Required actions
a) Transcribe the part of the Jad Fair interview that opens with the words containing "Releasing as many" and closes with "like very much.".
b) Answer these questions using the Jad Fair interview:
(i) In which town did Jad Fair form Half Japanese?
(ii) How many Half Japanese albums are being reissued by Fire in 2012?
(iii) What does Fair name as his first solo EP?
c) Condense the paragraph of the Jad Fair interview beginning "In the 36 years since forming Half Japanese" into a bulleted list that keeps its main facts.

Passage provided
╭──

In the 36 years since forming Half Japanese out of the bedroom he shared with brother David in Coldwater, Michigan, Jad Fair has become one of the most multi-faceted faces of alternative music. Alongside creating some of the most charming and joyously naïve music ever put to tape with Half Japanese, Fair has also led a meandering and yet constantly progressive solo career; pushing the boundaries of outsider music, releasing dozens of records with shocking consistency, and collaborating with an all-star cast of co-conspirators ranging from Yo La Tengo to Teenage Fanclub to The Velvet Underground’s Moe Tucker.

With his recently released solo effort His Name Itself Is Music pushing new sonic territory for Fair, largely eschewing guitar altogether, and all 14 Half Japanese albums being reissued by Fire in 2012, things are as busy as ever for Jad Fair. I caught up with him in a Dalston cafe on a grey Friday afternoon, amidst the fallout from a stellar show the night before at the Lexington, to chat about everything from Dada to UFOs.

The new record definitely seems like one of your most sonically adventurous, what were your influences when making it? Musical or otherwise?

I really don’t give it much thought. I turn on the recorder and do it. It’s not anything I give too much thought too, I’m sure there is some thinking involved (laughs), I’m just not aware of it.

Compared to early Half Japanese stuff, it feels like you’ve come a long way; it seems like there’s a minimal amount of guitar on this record compared to your previous output.

Very little, there’s some synthesizer and samples but lots of vocals.

Was that a conscious decision to move away from guitar?

Well, I was wanting to do something different because I’ve done so many albums with guitar, I thought it would be nice to do one without.

Releasing as many albums as you have over the years, I guess it’s always good to mix things up. With all these Half Japanese albums being reissued, what’s your personal favourite?

The very first EP my brother and I did, The Calling All Girls EP. Or, my first solo EP The Zombies of Mora-Tau, that’s one of my favourites. The album Hot is very strong and Charmed Life…I like very much.

Musically and lyrically, you seem to be able to put things across in simple and effective terms, is this something that comes naturally or do you have to work hard to achieve it?

I like to keep things natural and being natural comes very easy for me (laughs). I think a lot of musicians start out trying to sound like somebody else. They want to play guitar like Eric, what’s his name? Eric Clapton. But me when I started playing guitar, I just wanted to sound like me playing guitar, so that comes very fast and I can be natural and direct; those would be the key words.

I think that’s something a lot of people could take a page from.

Well you would think that being yourself would be the easiest thing possible. Yet being yourself is something that a lot of people seem to have a problem with.

Over the years you’ve collaborated with a lot of people; Yo La Tengo, Teenage Fanclub et al. Did you imagine, all those years ago when you started Half Japanese with David, that you’d make a career out of it, let alone such a successful one?

╰──

Material provided
╭──

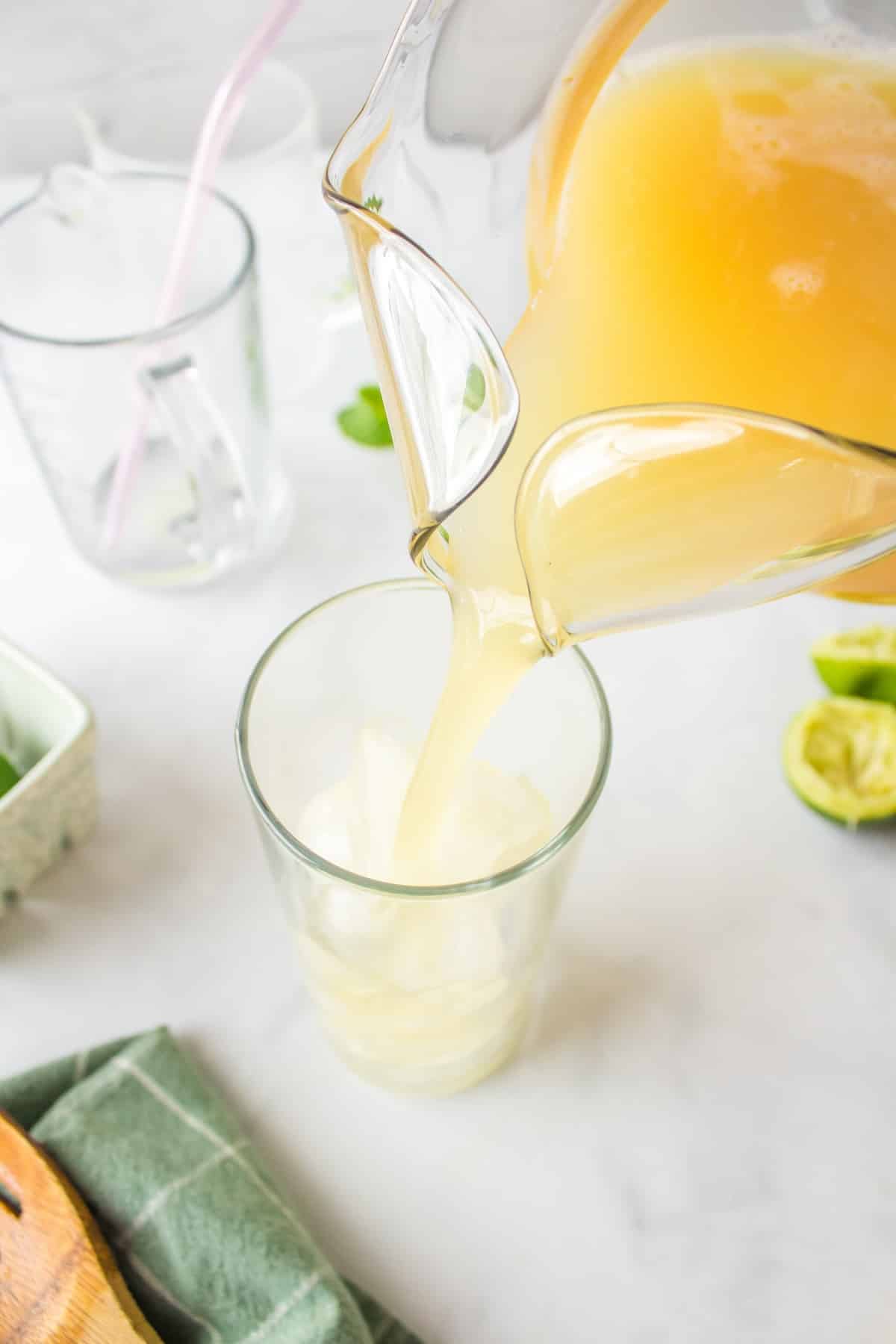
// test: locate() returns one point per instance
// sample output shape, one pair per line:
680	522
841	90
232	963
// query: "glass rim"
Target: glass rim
178	326
317	862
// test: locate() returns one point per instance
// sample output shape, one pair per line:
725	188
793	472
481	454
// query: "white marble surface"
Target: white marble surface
699	1144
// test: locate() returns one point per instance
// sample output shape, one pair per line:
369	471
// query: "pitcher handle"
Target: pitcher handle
205	445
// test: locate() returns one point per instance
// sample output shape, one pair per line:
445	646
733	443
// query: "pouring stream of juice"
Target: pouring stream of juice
719	228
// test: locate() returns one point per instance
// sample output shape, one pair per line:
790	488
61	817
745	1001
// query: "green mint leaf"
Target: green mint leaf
474	390
366	421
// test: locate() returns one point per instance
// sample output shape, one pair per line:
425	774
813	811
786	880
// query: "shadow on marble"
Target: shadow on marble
588	998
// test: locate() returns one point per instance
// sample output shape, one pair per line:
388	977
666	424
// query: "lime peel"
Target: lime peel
840	757
859	663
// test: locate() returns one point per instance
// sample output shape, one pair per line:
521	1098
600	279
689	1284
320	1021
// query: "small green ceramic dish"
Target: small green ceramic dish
49	734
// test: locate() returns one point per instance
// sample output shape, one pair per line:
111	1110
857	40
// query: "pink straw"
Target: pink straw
218	124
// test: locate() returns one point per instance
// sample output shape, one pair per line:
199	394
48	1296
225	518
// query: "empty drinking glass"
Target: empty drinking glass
93	376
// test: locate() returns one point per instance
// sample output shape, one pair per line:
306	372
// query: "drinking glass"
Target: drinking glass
270	168
418	988
89	373
432	184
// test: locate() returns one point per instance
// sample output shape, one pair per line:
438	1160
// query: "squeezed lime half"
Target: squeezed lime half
859	663
840	757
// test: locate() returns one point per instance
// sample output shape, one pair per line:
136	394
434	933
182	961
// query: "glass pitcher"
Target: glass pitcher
433	183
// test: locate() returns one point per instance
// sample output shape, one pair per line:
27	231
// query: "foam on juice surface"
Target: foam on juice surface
425	989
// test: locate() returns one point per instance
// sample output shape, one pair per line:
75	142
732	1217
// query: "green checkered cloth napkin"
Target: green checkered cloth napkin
210	1250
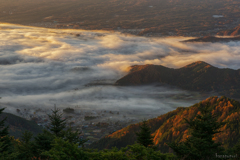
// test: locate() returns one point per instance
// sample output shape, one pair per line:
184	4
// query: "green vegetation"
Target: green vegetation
144	137
205	126
172	127
200	143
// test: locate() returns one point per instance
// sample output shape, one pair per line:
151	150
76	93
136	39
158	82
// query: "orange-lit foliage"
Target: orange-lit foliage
172	126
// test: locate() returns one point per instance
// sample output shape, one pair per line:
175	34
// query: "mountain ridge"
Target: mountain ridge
197	76
171	127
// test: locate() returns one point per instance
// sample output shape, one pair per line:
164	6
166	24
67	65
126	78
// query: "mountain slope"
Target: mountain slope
198	76
172	127
17	125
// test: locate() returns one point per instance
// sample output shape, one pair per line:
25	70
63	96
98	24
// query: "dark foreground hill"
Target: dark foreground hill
198	76
17	125
171	127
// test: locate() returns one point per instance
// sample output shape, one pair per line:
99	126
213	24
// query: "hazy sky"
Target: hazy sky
41	67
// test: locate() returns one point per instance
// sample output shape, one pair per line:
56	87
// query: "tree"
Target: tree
63	150
200	145
25	146
57	124
73	137
42	143
5	140
144	137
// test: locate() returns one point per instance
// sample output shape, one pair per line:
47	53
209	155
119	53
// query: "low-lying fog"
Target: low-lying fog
42	67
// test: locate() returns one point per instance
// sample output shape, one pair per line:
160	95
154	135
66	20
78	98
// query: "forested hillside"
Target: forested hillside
171	127
198	76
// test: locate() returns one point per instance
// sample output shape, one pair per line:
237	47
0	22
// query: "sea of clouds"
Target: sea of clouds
41	67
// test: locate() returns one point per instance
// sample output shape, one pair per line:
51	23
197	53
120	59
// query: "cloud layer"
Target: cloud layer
42	67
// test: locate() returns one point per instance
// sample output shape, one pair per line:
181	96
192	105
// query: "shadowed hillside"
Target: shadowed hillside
17	125
198	76
172	127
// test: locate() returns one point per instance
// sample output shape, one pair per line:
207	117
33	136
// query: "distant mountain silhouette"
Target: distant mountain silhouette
231	32
214	39
198	76
172	127
17	125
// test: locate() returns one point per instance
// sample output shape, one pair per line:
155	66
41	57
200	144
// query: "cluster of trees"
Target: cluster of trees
58	142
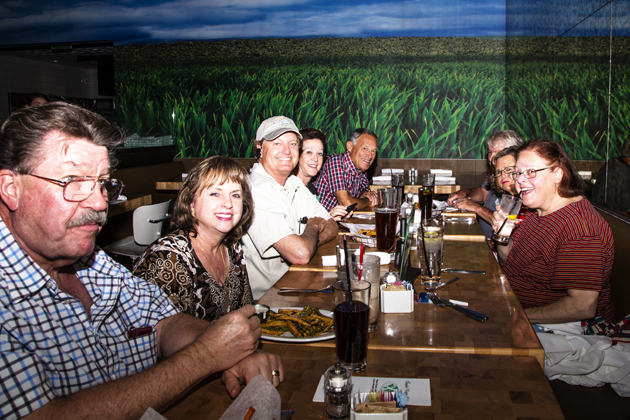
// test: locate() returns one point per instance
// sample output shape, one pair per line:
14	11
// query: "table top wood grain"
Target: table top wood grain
438	189
459	230
438	329
463	386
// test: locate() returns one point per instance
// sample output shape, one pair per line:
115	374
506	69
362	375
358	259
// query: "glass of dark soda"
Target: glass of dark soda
352	314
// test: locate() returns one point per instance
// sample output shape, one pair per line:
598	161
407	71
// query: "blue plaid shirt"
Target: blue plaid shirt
49	348
339	173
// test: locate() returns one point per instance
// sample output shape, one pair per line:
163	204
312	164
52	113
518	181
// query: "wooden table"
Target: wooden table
438	189
176	185
463	386
438	329
459	230
132	203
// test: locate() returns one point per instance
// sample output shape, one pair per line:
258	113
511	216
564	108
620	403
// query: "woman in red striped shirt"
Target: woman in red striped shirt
559	259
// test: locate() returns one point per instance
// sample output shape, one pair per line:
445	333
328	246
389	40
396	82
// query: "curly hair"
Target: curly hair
23	134
492	178
311	134
571	185
216	170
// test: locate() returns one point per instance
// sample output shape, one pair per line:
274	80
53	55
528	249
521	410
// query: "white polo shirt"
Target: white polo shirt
277	209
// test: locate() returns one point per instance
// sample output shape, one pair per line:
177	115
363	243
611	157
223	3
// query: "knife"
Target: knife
462	271
469	313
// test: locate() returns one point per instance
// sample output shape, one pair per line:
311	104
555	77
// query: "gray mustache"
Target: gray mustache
90	216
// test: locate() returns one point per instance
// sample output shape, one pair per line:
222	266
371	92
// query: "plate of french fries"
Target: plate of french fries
298	325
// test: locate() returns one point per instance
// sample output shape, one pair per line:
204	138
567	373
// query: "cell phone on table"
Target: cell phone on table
350	207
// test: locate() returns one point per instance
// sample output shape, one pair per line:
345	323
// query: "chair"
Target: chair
147	227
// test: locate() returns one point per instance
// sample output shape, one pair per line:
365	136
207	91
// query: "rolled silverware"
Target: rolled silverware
465	311
327	289
448	282
462	271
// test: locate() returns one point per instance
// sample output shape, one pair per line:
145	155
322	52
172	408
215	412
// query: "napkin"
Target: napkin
329	260
260	394
442	172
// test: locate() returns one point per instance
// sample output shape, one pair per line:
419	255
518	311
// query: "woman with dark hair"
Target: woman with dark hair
559	258
312	156
200	265
501	168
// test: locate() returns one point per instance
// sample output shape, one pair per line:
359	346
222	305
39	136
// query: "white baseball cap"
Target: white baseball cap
274	127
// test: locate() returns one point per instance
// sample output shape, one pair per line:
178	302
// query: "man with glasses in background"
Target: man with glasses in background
471	199
80	336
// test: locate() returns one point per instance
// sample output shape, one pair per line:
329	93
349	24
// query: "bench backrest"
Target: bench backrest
620	283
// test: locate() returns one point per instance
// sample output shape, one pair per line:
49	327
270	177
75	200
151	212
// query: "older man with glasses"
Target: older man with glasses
483	200
80	336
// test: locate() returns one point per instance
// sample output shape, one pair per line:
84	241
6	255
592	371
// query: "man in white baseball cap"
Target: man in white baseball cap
289	223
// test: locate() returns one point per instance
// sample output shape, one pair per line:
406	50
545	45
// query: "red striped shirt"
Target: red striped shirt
571	248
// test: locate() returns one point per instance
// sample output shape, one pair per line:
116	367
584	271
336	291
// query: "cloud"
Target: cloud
126	21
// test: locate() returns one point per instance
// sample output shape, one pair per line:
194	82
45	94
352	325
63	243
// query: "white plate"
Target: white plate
289	338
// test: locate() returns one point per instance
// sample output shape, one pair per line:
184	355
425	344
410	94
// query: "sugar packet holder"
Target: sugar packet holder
396	298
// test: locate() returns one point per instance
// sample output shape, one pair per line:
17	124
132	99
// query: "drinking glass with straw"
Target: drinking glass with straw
351	313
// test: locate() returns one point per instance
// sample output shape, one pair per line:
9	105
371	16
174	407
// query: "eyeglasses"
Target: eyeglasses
79	188
529	173
507	171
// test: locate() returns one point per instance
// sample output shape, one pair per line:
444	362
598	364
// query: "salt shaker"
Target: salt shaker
337	389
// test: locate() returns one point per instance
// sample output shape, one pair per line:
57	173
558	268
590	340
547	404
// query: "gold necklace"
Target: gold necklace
214	270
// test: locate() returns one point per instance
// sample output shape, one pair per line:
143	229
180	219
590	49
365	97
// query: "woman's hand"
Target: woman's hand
339	212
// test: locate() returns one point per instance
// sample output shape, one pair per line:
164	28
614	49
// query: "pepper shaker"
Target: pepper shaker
337	388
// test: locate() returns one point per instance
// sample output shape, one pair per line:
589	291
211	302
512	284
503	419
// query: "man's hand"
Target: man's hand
259	363
576	306
370	195
229	339
339	212
318	222
479	209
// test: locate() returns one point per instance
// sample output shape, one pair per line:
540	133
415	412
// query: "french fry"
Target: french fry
306	322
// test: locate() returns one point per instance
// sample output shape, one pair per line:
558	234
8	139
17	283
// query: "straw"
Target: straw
345	250
424	249
360	273
503	224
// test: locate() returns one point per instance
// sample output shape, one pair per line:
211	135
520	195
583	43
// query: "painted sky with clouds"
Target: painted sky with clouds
127	21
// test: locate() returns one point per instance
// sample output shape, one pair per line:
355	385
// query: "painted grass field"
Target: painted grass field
419	108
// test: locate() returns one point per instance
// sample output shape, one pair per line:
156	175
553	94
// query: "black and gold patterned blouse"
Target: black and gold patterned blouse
172	264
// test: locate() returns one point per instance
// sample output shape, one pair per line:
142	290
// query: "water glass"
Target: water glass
371	272
509	208
430	254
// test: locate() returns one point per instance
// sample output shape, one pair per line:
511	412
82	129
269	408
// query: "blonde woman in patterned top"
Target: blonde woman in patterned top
200	264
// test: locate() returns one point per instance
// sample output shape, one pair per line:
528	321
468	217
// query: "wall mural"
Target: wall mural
432	78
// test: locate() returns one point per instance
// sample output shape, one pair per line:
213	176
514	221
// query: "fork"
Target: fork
327	289
471	314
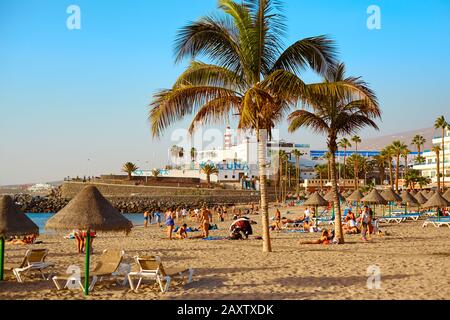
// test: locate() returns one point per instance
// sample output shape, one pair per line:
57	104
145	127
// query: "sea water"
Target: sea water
41	219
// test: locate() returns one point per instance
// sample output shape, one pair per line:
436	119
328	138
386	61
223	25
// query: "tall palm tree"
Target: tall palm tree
418	141
398	148
193	154
380	161
209	170
339	114
344	144
327	156
356	140
129	168
321	171
156	173
442	124
249	74
437	150
388	154
297	154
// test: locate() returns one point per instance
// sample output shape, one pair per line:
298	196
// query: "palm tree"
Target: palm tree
156	173
388	154
437	150
209	170
249	75
356	140
442	124
398	149
193	154
129	168
338	114
297	154
327	156
380	161
321	171
344	144
418	141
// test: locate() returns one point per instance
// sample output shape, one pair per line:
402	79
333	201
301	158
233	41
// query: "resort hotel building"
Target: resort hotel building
429	167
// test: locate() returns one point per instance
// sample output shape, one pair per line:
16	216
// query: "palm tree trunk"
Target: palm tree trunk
262	145
438	173
443	160
339	234
391	174
397	172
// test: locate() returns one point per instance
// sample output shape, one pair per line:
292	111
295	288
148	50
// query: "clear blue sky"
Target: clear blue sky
71	95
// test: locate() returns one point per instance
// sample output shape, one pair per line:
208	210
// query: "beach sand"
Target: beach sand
414	264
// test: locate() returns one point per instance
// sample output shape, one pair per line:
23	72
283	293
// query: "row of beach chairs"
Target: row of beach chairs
109	266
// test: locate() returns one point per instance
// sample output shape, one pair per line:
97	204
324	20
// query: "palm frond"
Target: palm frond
303	118
318	53
172	105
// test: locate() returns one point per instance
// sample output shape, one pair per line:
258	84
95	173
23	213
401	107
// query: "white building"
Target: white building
428	169
236	160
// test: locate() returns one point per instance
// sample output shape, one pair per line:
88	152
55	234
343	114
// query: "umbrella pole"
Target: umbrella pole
87	247
2	252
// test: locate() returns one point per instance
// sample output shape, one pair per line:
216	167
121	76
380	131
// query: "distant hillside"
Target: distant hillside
379	143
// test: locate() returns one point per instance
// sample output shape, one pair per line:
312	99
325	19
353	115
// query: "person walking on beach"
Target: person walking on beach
146	217
365	221
170	223
205	217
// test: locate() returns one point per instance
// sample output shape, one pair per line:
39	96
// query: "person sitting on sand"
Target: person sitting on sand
182	232
350	226
324	239
170	223
205	219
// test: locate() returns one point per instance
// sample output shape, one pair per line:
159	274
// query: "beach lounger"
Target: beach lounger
107	267
34	260
152	268
444	221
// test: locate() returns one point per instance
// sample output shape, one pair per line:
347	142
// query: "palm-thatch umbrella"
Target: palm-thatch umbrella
374	197
316	200
420	198
390	197
356	196
13	222
447	195
429	195
408	200
87	211
437	201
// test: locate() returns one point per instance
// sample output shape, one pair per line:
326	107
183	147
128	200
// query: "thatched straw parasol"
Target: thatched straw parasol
374	197
355	196
429	195
13	222
437	201
87	211
447	195
316	200
408	200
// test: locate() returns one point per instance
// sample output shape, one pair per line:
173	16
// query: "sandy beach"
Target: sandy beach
414	263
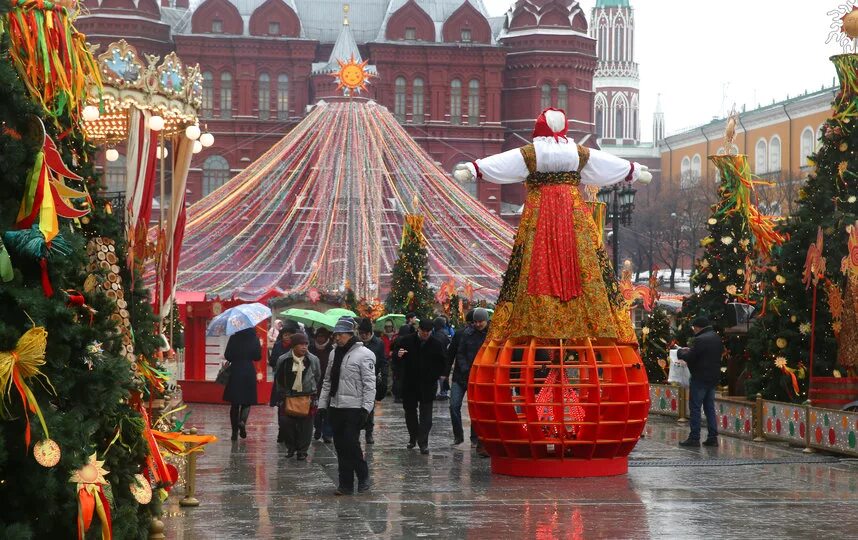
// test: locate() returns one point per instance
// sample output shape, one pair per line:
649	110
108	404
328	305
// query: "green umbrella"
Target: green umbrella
340	312
396	318
310	317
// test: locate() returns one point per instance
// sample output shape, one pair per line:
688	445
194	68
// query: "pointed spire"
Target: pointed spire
344	49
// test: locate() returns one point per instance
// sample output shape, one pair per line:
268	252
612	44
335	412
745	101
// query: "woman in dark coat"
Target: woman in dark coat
242	350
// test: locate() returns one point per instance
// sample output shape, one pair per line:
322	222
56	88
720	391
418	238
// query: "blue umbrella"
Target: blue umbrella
238	318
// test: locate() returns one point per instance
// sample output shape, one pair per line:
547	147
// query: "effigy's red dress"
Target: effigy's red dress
558	388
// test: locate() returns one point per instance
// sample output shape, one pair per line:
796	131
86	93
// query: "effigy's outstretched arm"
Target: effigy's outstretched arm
504	168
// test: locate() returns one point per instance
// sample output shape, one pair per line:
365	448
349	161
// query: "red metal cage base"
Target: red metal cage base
553	468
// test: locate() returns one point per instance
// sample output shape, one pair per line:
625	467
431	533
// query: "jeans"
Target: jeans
700	394
370	423
418	428
323	427
444	387
297	432
346	424
457	396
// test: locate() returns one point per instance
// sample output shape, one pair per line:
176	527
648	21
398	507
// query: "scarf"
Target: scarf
339	355
298	370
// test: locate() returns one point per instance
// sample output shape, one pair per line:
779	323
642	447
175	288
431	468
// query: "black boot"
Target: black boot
242	424
233	421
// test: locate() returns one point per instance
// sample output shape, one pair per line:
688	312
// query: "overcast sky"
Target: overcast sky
704	56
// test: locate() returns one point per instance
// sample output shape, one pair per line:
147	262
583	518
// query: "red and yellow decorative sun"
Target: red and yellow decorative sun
352	75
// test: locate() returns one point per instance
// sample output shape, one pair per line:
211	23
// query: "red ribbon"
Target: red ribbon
554	268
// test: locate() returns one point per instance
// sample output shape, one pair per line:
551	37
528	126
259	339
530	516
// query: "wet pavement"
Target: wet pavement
249	489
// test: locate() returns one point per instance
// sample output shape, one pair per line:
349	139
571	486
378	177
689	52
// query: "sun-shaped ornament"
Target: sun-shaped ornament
844	26
353	76
91	473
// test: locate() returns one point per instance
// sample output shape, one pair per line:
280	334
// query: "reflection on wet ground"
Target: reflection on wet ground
249	489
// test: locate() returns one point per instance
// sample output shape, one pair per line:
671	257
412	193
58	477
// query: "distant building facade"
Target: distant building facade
462	83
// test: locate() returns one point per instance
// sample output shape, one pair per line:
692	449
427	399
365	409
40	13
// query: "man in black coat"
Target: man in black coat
374	344
463	350
421	362
704	364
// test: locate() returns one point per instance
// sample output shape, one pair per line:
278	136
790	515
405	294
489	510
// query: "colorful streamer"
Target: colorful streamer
51	56
16	368
326	204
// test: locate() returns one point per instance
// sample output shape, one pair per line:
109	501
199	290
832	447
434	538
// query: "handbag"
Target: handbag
298	406
223	374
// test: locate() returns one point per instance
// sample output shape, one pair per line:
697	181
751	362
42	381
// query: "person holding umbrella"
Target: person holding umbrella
348	396
242	350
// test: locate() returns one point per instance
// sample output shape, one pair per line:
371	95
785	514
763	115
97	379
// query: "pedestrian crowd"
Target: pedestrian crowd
326	383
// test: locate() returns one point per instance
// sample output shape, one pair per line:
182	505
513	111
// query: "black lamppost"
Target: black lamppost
620	202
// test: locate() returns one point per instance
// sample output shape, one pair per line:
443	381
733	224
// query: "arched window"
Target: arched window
399	99
456	102
282	97
695	169
601	106
215	173
545	97
562	97
685	173
208	94
717	172
115	174
417	101
619	122
264	96
806	146
761	157
226	95
775	154
474	102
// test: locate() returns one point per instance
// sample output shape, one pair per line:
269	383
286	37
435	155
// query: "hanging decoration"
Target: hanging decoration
91	498
103	259
648	294
17	368
51	56
352	191
736	172
847	337
46	196
7	274
814	270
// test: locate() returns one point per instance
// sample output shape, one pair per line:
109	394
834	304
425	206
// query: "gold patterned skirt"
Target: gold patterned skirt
597	312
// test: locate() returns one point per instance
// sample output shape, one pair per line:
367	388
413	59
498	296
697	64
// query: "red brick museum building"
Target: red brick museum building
462	83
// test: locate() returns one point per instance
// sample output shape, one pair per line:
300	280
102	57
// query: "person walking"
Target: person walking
321	346
422	362
242	350
388	337
463	350
704	364
282	345
298	373
439	332
371	342
348	396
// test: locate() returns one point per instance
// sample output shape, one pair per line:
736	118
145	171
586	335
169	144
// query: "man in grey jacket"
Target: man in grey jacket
348	396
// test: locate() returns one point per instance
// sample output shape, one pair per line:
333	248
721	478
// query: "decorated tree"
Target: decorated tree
655	340
72	444
724	279
409	285
809	320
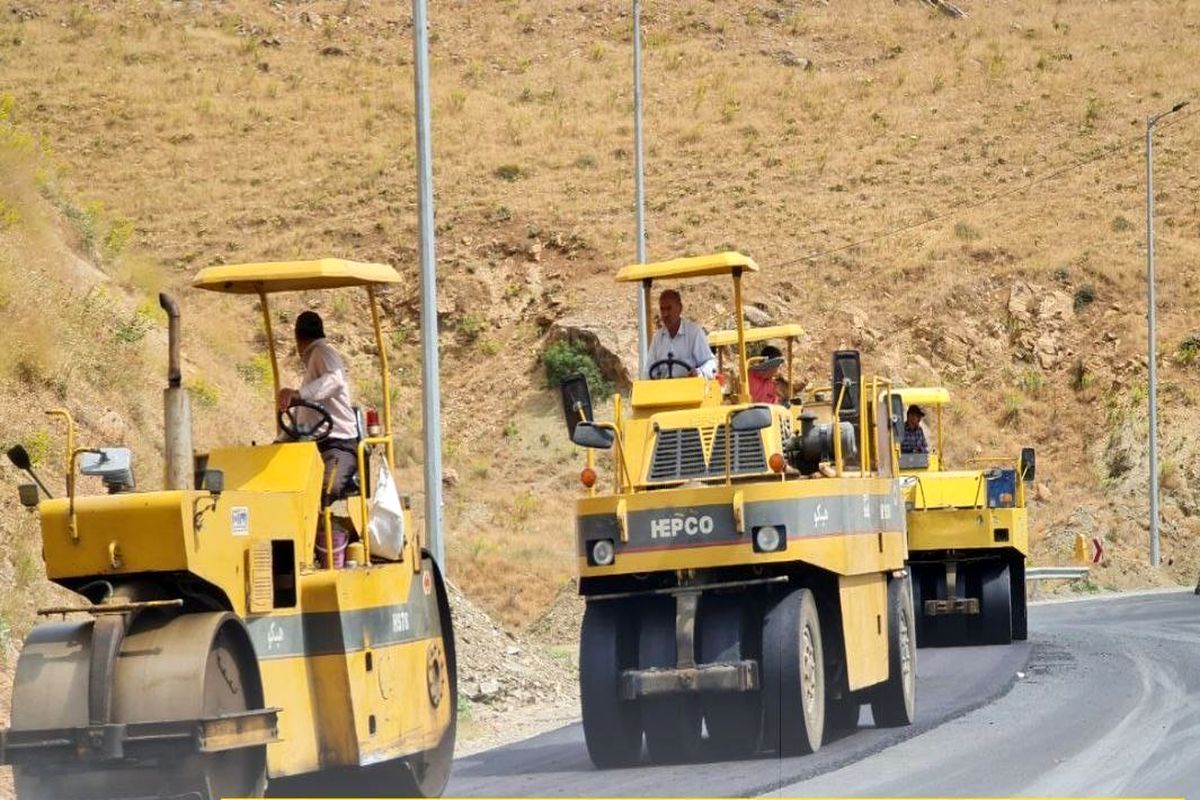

╰──

Exercise results
a)
Releasing as many albums as you have over the years, I guess it’s always good to mix things up. With all these Half Japanese albums being reissued, what’s your personal favourite?

The very first EP my brother and I did, The Calling All Girls EP. Or, my first solo EP The Zombies of Mora-Tau, that’s one of my favourites. The album Hot is very strong and Charmed Life…I like very much.

b)
(i) Coldwater, Michigan
(ii) 14
(iii) The Zombies of Mora-Tau

c)
- Jad Fair formed Half Japanese 36 years ago in the bedroom he shared with his brother David in Coldwater, Michigan.
- He has become one of the most multi-faceted faces of alternative music.
- With Half Japanese, he created some of the most charming and joyously naïve music ever put to tape.
- He has also led a meandering yet constantly progressive solo career, pushing the boundaries of outsider music.
- He has released dozens of records with shocking consistency.
- His collaborators range from Yo La Tengo to Teenage Fanclub to The Velvet Underground's Moe Tucker.